Text:
--------------------------------

Observations – the duty to confer
24
As I made clear to counsel during the hearing, I do not purport to make any finding as to the accuracy or otherwise of the wife’s account as to the course of the attempts at conferral. I make no finding as to how responsibility for the failure to properly confer should be apportioned between the parties or between those representing them. It would be inappropriate to do so without the parties, or any lawyer whose interests or reputation might be adversely affected, having proper opportunity to be heard on the matter. It would be of no discernible benefit to the parties in any event, particularly at this stage of the proceedings. If that matter is to be revisited, that may appropriately occur in the context of any application for costs that might be made at the conclusion of the proceedings.
25
That said, self-evidently and no matter how responsibility might be apportioned, the sequence of events outlined above reflects that the proceedings to date have been conducted in a manner which is entirely unacceptable.
[2025] FCWA 16
O’BRIEN J
Page 9
26
The main purpose of the Family Court Rules 2021 (WA) (“the Rules”) is to ensure that each case is resolved in a just and timely manner at a cost to the parties and the court that is reasonable in the circumstances of the case.4 The court has obligations in promoting that main purpose5 as do the parties and their lawyers.6
27
I acknowledge that, presently at least, there is no express provision in the Rules requiring oral conferral. That said, r 79 requires that before filing an application seeking interim, procedural, ancillary or other incidental orders a party must make a reasonable and genuine attempt to settle the issue to which the application relates, subject only to certain exceptions which do not apply here. Even more particularly, in a property case such as this one, the Rules provide that no such application or response will be accepted for filing unless the parties have conferred “on a without prejudice basis for the purpose of identifying, resolving and narrowing the issues in dispute”, and have certified that they have done so.7
28
It is the common experience of judicial officers in this Court that those requirements are far from universally met. It is not uncommon for parties and practitioners to purport to certify compliance with the Rules by filing a certificate that confirms that they have sent an email or letter in relation to the matter and received no response. Frankly, it is that common experience which has led to a number of judicial officers adopting the practice of making orders for personal conferral by face-to-face meeting or telephone, as occurred in this case.

--------------------------------

[Object position labeling entries]
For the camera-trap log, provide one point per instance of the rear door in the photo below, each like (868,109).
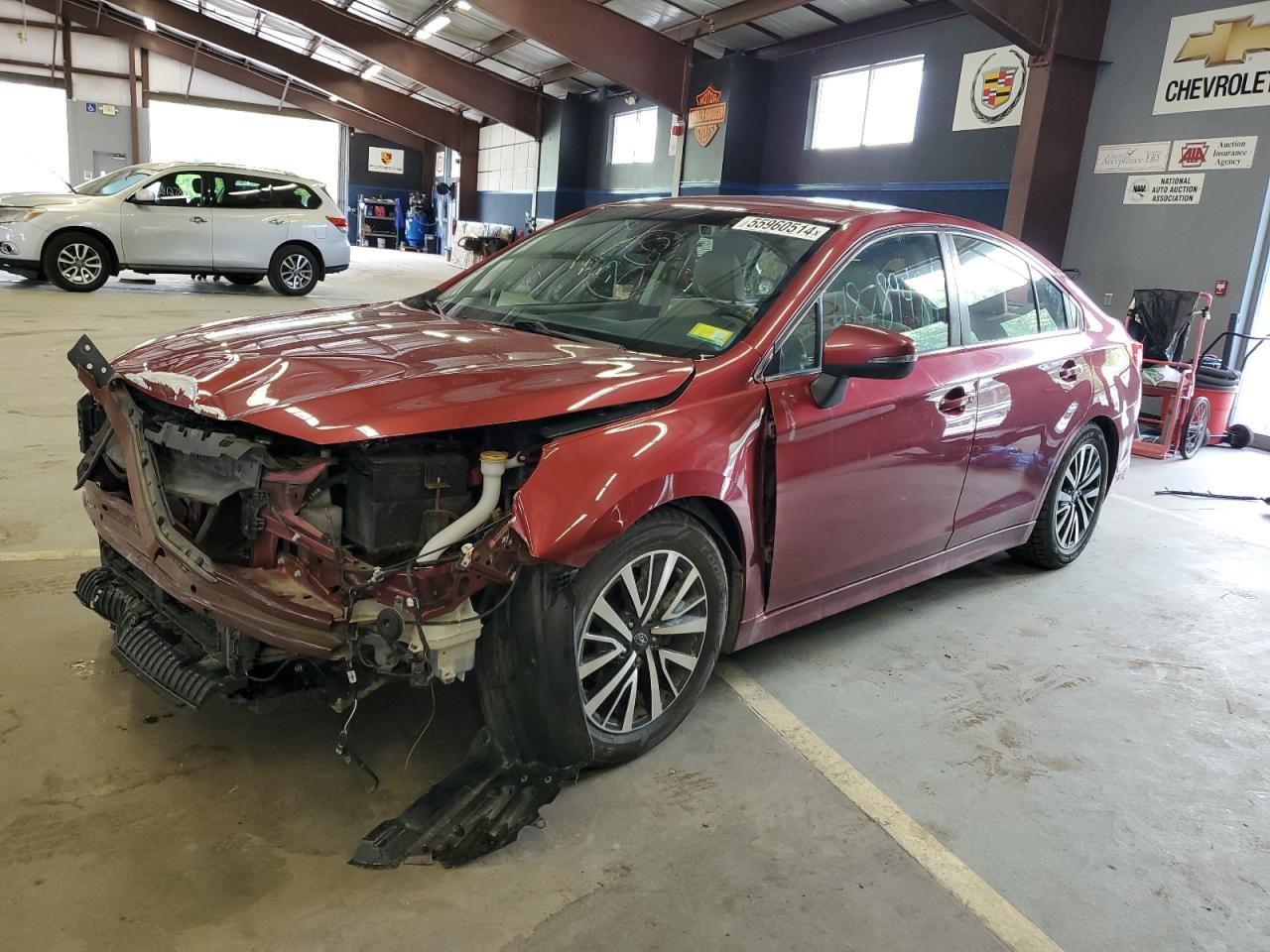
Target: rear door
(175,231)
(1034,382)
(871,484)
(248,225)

--------------------------------

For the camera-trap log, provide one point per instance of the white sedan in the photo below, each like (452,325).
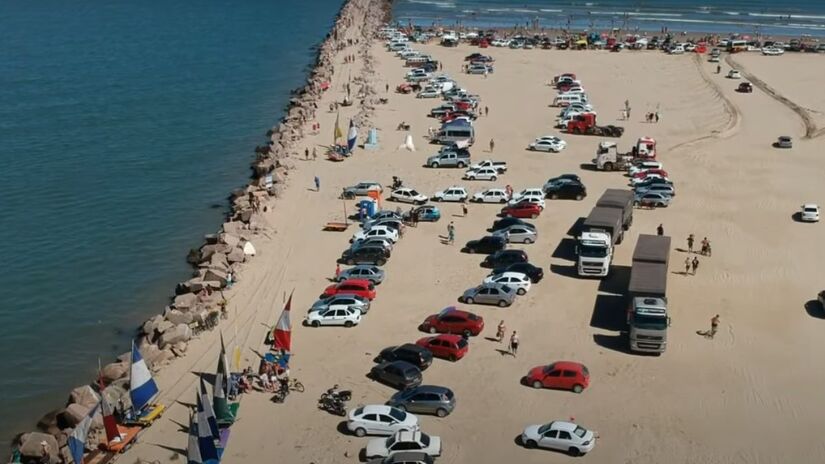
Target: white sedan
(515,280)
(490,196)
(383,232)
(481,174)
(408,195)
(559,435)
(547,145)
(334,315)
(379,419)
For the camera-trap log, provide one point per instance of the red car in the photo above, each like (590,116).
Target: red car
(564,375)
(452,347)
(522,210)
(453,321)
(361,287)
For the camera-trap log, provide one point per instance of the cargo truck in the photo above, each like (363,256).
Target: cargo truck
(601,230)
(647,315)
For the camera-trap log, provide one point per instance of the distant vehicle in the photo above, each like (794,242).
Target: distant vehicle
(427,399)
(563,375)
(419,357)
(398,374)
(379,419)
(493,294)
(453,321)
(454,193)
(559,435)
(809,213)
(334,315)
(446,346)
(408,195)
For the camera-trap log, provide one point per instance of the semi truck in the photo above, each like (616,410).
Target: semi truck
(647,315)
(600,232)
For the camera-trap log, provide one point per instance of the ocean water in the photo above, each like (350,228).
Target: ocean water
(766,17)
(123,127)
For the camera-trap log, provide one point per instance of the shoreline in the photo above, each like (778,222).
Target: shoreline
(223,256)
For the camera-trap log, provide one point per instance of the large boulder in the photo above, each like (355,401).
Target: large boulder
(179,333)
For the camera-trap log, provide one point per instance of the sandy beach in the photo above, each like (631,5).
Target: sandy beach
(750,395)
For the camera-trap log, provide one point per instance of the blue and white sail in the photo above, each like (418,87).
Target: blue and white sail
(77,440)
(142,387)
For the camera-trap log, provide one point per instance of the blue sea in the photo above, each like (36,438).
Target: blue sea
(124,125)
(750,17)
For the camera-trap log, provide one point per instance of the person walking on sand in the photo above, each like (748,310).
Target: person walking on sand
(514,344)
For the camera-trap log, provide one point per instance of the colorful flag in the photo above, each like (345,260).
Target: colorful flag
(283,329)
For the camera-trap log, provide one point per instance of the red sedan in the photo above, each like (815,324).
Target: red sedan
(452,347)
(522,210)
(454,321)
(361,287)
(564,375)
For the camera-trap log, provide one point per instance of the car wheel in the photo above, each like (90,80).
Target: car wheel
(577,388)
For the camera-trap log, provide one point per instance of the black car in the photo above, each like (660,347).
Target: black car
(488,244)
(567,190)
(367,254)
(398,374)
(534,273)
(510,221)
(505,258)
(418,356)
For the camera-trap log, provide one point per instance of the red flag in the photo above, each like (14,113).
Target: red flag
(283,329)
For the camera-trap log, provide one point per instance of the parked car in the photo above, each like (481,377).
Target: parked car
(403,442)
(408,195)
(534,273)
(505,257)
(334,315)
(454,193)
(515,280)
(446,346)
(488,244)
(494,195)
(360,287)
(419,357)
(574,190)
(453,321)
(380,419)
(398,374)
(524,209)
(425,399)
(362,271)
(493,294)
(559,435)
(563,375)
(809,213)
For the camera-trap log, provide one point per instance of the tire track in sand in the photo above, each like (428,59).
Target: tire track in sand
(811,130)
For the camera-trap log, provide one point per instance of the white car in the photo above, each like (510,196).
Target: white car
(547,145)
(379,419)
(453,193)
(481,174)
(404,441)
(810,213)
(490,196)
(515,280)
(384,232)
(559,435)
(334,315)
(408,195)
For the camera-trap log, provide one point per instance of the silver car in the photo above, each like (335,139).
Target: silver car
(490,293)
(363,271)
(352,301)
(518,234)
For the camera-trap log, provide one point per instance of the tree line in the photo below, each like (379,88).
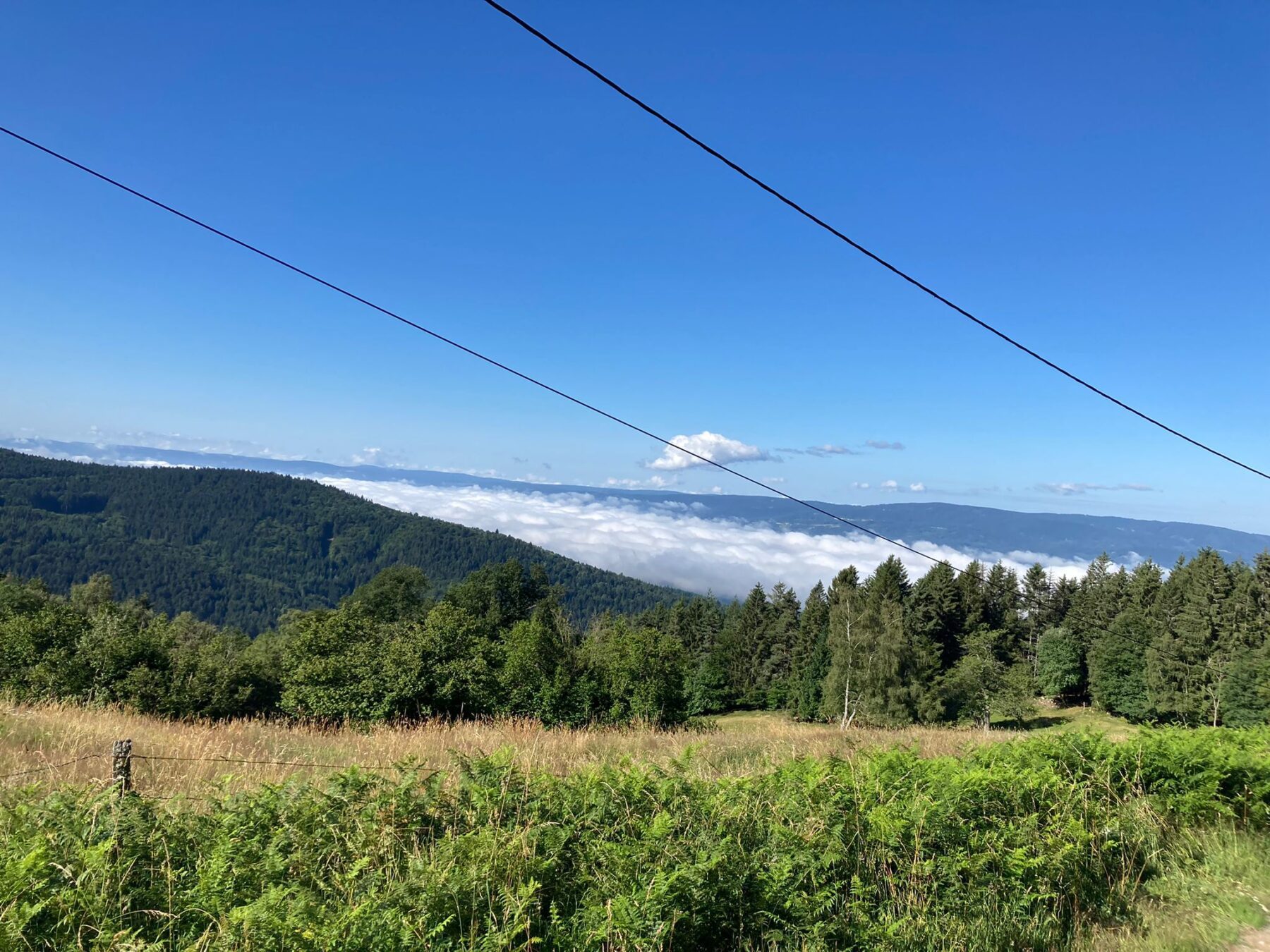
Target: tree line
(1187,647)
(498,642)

--------------------------------

Things to do:
a - In the text on the duty to confer, substitute "trial" for "hearing" and write out the passage starting with "Observations – the" and going on through "conclusion of the proceedings.".
b - According to the text on the duty to confer, why does the judge decline to decide how responsibility for the failure to confer should be divided?

Solution set:
a -
Observations – the duty to confer
24
As I made clear to counsel during the trial, I do not purport to make any finding as to the accuracy or otherwise of the wife’s account as to the course of the attempts at conferral. I make no finding as to how responsibility for the failure to properly confer should be apportioned between the parties or between those representing them. It would be inappropriate to do so without the parties, or any lawyer whose interests or reputation might be adversely affected, having proper opportunity to be heard on the matter. It would be of no discernible benefit to the parties in any event, particularly at this stage of the proceedings. If that matter is to be revisited, that may appropriately occur in the context of any application for costs that might be made at the conclusion of the proceedings.

b - Deciding it would be inappropriate unless the parties, and any lawyer whose interests or reputation might suffer, had a proper chance to be heard. Such a finding would also bring the parties no discernible benefit, especially at this stage of the proceedings.